Another factor in the value of their service was its duration; some interpreters worked for the U.S. for a long time. In Fred’s case, for example, he worked for the U.S. for more than 13 years. The translators became some of the best sources of institutional knowledge in Afghanistan because U.S. service people deployed to Afghanistan for only a few months or a year at a time. Just as a unit became familiar with an area, in the words of Gen. John Allen, “a new unit coming in wouldn’t have that kind of situational awareness,” so in the beginning of the rotation “there were early casualties among the Afghans and, civilian casualties …. that came from our forces not really knowing the operational environment.” The translators and interpreters often helped smooth transitions for incoming units.

The Taliban recognized that these interpreters and translators were essential to the U.S. mission. During combat, Taliban fighters shouted over the radio “shoot the eyes first.” And aside from direct combat, the interpreters and their families came under threat as the insurgency slowly gained momentum in the late 2000s. The Taliban left threatening letters at the homes of interpreters and their family members. One U.S. soldier recalled the Taliban sending body parts of killed translators to bases. At the same time, the U.S. war in Iraq also faced an insurgency that targeted anyone who worked with the Americans. Politicians, diplomats, veterans, and journalists took note of the trend. 

Up to that point in the war, the Bush administration’s narrative was that a refugee crisis in Iraq didn’t exist because Iraqis had been “liberated.” And with Republicans in control of the Senate until 2006, little attention was paid to the crisis. That changed when the Democrats took control of the Senate after the 2006 midterm elections, and Sen. Ted Kennedy (D-Mass.) chaired the Judiciary Committee, which has jurisdiction over immigration. As a solution to the growing problem, Kennedy’s office looked to a preexisting visa program known as the Special Immigrant Visa. The SIV had previously been used within the State Department as a reward to local embassy employees who had demonstrated exceptional service.

In January 2007, the Senate Judiciary Committee held a hearing titled “The Plight of Iraqi Refugees.” The hearing, initiated by then-Chairman Kennedy, came amidst the peak of sectarian violence in Iraq. The witnesses included a 27-year-old Iraqi interpreter who worked for the U.S. and went by the alias “Sami” in order to protect his identity. Sami appeared before the committee anonymously, behind a screen, and the committee asked the press not to photograph or film Sami as he entered and exited the room. The dramatic moment opened with Kennedy, who, referencing the growing number of refugees, noting, “Like other aspects of the war, we bear a heavy responsibility for their plight.” He continued by noting that the SIV program for Iraqi interpreters and translators had a six-year waiting list and said, “[W]e have a special obligation to keep faith with the Iraqis who have bravely worked for us … by providing them with safe refuge in the US.” 

In addition to congressional attention, there were people like Kirk Johnson, a former USAID employee in Iraq, who began collecting names of Iraqis who worked for the U.S. and faced threats against their lives as a result of their service. George Packer, writing for the New Yorker, wrote an article about the threat to interpreters and translators titled, “Betrayed: The Iraqis Who Trusted America the Most,” which had such an impact it made U.S. infantry officers in Iraq reconsider their efforts to protect their interpreters and translators. In the words of Col. Steve Miska, “I just realized after reading George Packer’s article in the New Yorker, that I just couldn’t look myself in the mirror unless we tried to help. …. [T]hese guys were on patrol with us every day. … So that’s when we started trying to figure out the SIV.”

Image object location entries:

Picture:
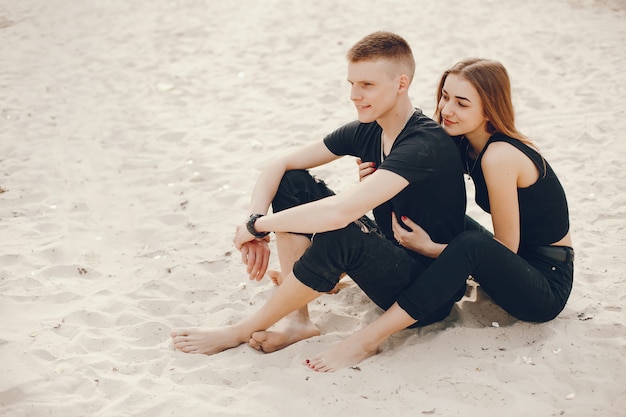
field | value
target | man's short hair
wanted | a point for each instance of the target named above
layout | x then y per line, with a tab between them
384	45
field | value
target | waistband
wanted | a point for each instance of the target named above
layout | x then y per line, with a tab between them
556	253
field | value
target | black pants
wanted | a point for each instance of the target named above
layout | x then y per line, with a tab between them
533	285
381	268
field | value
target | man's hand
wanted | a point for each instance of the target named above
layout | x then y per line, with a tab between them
365	168
255	254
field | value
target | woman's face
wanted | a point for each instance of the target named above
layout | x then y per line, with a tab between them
462	110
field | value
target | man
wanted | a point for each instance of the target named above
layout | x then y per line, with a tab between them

**Problems**
**A.** Repeat the passage on wartime interpreters from "The Taliban recognized" up to and including "of the trend.".
**B.** Carry on the passage on wartime interpreters from where it stops.
Nothing in the lines is needed here.

**Outputs in order**
**A.**
The Taliban recognized that these interpreters and translators were essential to the U.S. mission. During combat, Taliban fighters shouted over the radio “shoot the eyes first.” And aside from direct combat, the interpreters and their families came under threat as the insurgency slowly gained momentum in the late 2000s. The Taliban left threatening letters at the homes of interpreters and their family members. One U.S. soldier recalled the Taliban sending body parts of killed translators to bases. At the same time, the U.S. war in Iraq also faced an insurgency that targeted anyone who worked with the Americans. Politicians, diplomats, veterans, and journalists took note of the trend.

**B.**
The U.S. ambassador to Iraq, Ryan Crocker, saw two of his embassy employees kidnapped and killed as a result of their work, and vowed to promote the SIV program. All of those Americans who worked in Iraq—Miska, Crocker, Johnson, and others—began making noise about the ongoing crisis. Johnson started the List Project, Crocker wrote urgent memos to the administration, and Miska eventually got dozens of his interpreters SIVs. 

In 2006, the SIV program was limited to 50 spots per year for Iraq and Afghanistan—an incredibly small number considering the footprint of U.S. troops in those countries. With Kennedy’s help, Congress increased that number to 500. And with bipartisan support, the Refugee Crisis in Iraq Act passed in early 2008 and increased the number of SIVs to 5,000 per year. Johnson, who had met with Kennedy and lobbied for the legislation, was thrilled, “I just had my ‘Mr. Smith Goes to Washington’ thing where in the span of six months or eight months, I spoke out about a problem, and then we just had some meetings and we passed a law and now we fixed it.” Two years later, the Afghan Allies Protection Act of 2009 increased the Afghan SIV allocation to 1,500 per year.

But the system wasn’t fixed.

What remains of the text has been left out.